Identify each line in the data below that contains the string "evenodd", treating uppercase and lowercase as different, and copy every such line.

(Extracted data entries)
•••

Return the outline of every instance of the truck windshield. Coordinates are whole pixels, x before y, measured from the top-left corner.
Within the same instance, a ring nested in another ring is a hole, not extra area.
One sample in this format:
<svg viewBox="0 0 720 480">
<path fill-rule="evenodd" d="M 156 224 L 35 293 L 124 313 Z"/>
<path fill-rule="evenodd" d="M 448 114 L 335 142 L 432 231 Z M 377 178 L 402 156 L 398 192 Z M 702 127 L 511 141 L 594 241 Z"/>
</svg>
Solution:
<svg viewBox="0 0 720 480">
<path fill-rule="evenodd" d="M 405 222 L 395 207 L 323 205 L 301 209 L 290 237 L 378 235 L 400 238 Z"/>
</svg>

•••

Final result ::
<path fill-rule="evenodd" d="M 156 224 L 35 293 L 124 313 Z"/>
<path fill-rule="evenodd" d="M 448 114 L 335 142 L 432 231 Z M 377 178 L 402 156 L 398 192 Z M 702 127 L 511 141 L 594 241 Z"/>
<path fill-rule="evenodd" d="M 405 222 L 395 207 L 323 205 L 301 209 L 290 237 L 378 235 L 400 238 Z"/>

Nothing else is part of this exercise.